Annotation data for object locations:

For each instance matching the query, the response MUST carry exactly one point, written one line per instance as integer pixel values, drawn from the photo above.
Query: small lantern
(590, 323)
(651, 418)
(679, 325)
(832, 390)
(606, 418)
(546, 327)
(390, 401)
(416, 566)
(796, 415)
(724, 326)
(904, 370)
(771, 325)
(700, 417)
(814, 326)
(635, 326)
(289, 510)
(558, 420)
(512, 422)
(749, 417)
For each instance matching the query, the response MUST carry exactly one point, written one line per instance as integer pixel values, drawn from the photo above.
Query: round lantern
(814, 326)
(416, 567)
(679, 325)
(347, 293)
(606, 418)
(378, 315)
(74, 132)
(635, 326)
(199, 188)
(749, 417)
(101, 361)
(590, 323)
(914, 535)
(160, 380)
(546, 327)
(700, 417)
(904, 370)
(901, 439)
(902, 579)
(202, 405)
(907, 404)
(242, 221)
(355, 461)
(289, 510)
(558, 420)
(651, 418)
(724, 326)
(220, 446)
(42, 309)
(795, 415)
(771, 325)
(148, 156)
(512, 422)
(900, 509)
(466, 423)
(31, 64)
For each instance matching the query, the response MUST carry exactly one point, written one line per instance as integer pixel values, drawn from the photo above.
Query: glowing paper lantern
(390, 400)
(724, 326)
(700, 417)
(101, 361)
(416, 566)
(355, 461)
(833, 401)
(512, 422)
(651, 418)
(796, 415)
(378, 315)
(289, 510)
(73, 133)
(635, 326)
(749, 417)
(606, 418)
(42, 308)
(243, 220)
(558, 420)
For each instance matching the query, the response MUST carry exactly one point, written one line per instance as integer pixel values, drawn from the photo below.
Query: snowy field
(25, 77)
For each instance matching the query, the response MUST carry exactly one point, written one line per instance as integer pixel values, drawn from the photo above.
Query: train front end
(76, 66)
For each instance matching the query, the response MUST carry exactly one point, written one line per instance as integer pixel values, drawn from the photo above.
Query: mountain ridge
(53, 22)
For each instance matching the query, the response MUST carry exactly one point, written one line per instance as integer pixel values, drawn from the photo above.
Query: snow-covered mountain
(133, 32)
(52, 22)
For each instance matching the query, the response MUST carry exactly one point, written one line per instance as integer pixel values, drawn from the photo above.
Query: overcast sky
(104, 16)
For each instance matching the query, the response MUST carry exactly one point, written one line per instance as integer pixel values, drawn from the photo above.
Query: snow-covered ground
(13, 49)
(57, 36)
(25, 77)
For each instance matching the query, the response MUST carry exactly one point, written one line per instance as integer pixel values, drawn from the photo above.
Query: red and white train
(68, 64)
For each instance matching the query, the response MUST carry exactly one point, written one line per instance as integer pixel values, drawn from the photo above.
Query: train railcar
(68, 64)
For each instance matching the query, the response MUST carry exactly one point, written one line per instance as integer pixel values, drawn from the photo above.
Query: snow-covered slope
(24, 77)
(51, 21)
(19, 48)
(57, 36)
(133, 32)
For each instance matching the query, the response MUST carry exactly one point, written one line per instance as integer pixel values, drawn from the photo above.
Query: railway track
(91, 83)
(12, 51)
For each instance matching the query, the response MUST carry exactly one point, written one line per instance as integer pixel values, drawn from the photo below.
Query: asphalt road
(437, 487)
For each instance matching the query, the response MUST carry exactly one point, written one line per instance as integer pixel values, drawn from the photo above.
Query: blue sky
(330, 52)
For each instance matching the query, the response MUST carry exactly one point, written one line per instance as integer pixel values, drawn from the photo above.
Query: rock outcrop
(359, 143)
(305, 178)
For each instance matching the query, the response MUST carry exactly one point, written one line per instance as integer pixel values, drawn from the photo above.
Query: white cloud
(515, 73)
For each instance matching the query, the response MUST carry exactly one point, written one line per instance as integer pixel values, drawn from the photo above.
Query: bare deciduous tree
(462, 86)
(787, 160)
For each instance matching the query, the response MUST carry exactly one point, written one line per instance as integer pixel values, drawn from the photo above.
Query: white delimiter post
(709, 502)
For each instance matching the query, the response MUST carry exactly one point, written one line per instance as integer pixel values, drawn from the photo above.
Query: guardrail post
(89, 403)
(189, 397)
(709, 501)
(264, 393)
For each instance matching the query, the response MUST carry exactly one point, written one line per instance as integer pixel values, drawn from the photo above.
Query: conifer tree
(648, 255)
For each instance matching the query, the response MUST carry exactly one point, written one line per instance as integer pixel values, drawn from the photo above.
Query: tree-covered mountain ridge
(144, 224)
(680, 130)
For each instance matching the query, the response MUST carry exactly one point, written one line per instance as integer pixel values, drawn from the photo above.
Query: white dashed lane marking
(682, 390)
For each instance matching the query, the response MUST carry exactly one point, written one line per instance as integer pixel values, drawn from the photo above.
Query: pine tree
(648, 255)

--

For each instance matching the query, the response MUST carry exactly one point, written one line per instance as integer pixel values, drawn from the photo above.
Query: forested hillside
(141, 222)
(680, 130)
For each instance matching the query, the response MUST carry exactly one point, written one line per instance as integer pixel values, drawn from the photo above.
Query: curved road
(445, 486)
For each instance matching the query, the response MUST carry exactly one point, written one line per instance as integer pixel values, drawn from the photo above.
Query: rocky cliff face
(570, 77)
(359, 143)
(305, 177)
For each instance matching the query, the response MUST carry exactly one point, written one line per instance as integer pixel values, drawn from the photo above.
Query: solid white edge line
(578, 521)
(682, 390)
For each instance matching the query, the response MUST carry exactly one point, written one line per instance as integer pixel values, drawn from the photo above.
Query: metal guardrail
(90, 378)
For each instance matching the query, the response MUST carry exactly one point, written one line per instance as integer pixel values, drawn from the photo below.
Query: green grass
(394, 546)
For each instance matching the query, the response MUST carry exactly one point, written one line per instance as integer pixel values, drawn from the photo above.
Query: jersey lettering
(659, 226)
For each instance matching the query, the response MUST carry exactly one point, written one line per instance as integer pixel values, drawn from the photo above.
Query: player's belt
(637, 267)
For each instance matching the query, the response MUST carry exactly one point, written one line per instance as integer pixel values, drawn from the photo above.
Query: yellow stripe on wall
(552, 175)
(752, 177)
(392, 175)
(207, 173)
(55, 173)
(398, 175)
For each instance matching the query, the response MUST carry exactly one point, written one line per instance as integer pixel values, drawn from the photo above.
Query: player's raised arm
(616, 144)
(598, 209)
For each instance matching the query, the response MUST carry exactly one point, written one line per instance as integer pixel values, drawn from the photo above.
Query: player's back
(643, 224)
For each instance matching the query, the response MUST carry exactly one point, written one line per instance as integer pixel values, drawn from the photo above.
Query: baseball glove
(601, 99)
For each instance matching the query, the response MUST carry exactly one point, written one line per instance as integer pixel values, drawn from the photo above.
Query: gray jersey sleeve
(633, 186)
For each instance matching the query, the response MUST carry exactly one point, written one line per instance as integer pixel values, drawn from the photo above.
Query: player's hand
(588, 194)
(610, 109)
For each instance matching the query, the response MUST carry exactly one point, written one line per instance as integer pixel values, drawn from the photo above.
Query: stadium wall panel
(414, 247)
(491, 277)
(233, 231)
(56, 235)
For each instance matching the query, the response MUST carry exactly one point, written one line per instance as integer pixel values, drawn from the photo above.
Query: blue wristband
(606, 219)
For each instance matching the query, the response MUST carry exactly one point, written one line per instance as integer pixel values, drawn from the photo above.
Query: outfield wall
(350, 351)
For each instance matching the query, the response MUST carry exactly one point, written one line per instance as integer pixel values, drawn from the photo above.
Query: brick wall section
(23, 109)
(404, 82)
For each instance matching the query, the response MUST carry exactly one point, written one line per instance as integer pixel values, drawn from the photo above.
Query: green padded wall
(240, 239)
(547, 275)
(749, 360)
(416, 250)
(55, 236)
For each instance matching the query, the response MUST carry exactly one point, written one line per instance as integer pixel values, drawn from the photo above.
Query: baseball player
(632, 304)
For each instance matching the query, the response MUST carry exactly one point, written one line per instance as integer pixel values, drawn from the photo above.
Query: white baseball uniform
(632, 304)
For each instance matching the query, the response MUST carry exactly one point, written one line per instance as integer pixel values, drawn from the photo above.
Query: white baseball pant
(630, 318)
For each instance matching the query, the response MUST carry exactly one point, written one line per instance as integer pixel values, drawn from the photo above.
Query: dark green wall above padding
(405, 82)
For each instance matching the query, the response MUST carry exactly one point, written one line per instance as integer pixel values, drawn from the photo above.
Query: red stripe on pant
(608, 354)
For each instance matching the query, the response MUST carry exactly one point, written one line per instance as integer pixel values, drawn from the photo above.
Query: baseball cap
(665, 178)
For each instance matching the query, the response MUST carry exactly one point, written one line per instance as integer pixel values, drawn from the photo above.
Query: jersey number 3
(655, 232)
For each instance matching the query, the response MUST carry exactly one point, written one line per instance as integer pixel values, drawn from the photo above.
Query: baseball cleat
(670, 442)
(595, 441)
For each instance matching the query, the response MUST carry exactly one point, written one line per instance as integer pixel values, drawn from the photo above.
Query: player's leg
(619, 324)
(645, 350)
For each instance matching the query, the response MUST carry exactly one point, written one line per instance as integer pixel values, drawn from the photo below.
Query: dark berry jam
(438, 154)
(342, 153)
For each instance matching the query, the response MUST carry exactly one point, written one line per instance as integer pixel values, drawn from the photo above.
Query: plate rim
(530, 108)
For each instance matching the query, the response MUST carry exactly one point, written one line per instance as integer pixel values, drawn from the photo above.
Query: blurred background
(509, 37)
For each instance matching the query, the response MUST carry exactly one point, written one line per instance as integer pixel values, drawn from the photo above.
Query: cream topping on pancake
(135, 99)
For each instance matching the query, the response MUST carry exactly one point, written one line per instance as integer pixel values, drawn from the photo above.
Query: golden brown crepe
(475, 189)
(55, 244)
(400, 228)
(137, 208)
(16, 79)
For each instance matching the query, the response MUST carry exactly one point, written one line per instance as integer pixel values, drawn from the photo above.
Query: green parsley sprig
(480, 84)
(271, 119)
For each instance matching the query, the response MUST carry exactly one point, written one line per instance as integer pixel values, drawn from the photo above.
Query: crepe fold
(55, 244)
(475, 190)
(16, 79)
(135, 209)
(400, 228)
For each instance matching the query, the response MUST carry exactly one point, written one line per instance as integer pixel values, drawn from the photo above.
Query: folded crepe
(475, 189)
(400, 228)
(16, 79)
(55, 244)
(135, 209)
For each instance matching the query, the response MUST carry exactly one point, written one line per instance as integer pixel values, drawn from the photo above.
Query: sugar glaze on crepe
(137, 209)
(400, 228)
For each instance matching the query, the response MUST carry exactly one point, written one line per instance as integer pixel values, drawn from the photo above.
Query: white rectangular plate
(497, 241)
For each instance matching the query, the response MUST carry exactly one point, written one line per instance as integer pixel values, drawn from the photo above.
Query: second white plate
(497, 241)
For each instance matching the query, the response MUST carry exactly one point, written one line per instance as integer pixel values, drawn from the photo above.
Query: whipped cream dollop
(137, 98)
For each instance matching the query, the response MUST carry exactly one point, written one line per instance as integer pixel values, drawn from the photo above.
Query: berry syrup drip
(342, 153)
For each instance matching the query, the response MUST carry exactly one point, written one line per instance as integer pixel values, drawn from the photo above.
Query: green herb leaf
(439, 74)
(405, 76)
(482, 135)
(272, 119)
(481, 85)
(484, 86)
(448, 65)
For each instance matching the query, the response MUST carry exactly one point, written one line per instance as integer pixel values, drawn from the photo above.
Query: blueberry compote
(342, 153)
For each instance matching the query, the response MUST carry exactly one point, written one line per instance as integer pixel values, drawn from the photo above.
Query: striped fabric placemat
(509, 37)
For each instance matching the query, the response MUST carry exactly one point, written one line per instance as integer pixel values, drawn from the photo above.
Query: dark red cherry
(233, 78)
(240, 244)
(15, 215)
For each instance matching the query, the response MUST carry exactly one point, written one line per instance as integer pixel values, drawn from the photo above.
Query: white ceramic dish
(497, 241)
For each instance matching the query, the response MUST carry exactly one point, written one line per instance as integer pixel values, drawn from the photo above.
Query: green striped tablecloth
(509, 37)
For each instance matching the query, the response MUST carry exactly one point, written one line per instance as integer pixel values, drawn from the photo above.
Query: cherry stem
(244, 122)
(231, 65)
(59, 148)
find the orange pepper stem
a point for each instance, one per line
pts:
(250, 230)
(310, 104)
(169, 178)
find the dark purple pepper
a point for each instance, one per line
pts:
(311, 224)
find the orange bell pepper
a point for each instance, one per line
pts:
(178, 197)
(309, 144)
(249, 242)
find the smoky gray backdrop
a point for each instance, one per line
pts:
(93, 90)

- _What the task asks_
Show each line in the records above that contains the word "road". Case counts, so a line matches only when the capitalization is the same.

- _Expected answer_
Query: asphalt road
Query: curved road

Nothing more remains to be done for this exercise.